• _Task_:
After finding the line that contains "Exercise. Point out every instance of the boot" in the material below, print that line and all subsequent lines exactly, up to and including the last.

• _Entries provided_:
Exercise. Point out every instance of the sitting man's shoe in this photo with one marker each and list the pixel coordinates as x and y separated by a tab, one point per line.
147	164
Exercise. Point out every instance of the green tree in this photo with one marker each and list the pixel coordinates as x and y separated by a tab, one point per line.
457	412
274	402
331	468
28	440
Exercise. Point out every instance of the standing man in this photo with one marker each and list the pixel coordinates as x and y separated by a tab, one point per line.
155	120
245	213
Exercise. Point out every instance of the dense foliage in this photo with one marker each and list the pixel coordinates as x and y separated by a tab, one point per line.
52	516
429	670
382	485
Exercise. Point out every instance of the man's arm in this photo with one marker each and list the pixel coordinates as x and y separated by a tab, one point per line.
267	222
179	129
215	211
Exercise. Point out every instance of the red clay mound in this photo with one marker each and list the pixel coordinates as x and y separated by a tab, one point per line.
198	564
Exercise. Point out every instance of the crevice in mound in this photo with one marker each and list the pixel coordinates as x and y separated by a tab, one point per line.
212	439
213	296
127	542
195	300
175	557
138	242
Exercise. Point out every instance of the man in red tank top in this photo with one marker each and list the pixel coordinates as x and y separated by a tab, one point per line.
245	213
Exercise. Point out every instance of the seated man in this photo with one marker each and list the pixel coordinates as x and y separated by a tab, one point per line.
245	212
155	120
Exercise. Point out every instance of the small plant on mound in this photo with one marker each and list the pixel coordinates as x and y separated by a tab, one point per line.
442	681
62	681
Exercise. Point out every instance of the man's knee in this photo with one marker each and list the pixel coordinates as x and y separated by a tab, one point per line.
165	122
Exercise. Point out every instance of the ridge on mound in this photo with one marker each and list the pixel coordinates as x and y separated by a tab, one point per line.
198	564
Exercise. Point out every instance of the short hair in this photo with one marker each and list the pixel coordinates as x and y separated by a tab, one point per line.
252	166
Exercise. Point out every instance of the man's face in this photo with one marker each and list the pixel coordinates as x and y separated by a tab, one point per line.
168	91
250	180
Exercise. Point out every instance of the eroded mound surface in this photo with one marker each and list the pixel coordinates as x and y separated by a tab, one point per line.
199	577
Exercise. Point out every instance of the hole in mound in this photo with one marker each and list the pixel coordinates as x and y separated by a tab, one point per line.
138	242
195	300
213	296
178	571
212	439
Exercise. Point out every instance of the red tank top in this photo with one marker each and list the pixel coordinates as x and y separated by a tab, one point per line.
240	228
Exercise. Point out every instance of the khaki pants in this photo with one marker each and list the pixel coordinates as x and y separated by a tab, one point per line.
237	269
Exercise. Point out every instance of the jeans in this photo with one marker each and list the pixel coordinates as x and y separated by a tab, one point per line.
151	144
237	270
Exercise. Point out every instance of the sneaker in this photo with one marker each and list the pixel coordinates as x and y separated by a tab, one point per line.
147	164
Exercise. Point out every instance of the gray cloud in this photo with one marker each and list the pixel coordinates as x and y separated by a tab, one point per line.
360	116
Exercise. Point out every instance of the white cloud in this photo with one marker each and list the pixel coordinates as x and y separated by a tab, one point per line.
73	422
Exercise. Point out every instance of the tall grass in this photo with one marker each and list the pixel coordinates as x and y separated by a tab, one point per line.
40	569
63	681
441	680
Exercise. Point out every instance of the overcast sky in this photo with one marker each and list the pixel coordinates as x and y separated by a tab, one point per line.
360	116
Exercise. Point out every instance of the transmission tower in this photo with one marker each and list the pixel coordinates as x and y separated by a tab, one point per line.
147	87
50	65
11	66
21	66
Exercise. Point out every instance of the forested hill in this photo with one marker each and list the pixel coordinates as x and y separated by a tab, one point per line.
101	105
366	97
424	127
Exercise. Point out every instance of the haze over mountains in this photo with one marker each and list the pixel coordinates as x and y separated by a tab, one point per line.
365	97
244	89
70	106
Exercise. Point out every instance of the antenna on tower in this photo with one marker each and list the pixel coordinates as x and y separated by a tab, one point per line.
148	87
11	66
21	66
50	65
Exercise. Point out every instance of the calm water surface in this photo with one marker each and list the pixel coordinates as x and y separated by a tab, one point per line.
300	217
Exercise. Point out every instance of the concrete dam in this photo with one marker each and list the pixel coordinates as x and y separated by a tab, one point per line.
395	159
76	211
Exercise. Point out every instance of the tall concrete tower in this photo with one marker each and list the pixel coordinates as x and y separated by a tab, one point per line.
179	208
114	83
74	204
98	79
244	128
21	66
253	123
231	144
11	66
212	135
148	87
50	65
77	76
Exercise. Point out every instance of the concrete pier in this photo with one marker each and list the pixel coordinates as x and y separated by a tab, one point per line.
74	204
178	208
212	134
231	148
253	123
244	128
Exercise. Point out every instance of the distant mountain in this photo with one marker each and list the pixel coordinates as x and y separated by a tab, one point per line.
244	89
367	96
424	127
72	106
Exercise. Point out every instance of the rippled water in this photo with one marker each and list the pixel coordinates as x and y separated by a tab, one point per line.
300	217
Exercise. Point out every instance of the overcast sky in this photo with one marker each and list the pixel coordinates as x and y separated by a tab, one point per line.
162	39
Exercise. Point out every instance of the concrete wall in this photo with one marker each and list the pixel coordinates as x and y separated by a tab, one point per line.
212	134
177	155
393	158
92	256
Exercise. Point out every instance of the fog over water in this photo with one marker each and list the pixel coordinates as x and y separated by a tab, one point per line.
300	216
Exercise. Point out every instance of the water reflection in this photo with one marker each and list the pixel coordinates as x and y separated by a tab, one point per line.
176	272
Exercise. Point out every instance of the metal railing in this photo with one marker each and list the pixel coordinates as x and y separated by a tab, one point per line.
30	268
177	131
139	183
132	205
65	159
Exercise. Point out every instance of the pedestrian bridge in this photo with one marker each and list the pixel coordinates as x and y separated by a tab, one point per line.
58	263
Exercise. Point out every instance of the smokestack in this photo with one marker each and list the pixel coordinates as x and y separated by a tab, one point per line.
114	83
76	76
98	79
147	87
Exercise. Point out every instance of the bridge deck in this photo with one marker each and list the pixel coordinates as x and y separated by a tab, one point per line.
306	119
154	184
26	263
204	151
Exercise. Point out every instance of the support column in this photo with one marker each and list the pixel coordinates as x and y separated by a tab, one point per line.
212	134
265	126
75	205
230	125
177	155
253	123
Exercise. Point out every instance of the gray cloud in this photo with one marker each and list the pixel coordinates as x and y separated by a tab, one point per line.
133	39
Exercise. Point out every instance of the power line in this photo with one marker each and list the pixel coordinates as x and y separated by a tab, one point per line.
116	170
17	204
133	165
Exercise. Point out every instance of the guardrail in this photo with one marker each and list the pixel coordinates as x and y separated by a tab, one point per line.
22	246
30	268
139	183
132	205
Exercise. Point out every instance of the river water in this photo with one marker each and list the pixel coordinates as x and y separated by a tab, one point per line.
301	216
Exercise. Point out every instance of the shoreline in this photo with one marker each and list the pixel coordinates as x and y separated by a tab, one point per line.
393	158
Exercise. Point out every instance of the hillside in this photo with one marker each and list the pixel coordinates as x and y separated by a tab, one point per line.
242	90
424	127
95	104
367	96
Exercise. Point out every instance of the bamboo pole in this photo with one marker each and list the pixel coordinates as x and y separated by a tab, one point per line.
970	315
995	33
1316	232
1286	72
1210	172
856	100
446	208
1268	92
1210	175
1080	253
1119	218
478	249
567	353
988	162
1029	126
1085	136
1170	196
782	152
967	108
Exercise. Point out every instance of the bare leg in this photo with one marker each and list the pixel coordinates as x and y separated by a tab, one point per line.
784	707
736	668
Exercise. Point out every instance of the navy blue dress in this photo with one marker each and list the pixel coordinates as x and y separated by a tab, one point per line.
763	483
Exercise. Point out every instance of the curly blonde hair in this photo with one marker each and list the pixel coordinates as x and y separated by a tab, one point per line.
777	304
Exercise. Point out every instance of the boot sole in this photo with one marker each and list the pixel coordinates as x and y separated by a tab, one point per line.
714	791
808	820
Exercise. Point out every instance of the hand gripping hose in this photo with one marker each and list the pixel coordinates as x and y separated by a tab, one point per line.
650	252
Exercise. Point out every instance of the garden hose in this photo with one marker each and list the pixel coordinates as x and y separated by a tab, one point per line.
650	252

• _Result of the exercise_:
Exercise. Point out every instance of the boot sole in this photo with one marker each and list the pixel coordinates as x and y separated by a tab, one point per line.
714	791
808	820
Exercise. Point out every instance of the hand gripping hose in this photo with one marker each and list the pixel coordinates as x and y separated by a tab, one point per line.
650	252
Exercise. Point out every instance of the garden hose in this photo with one marker each and list the pixel coordinates as x and y separated by a tab, one point per line.
650	252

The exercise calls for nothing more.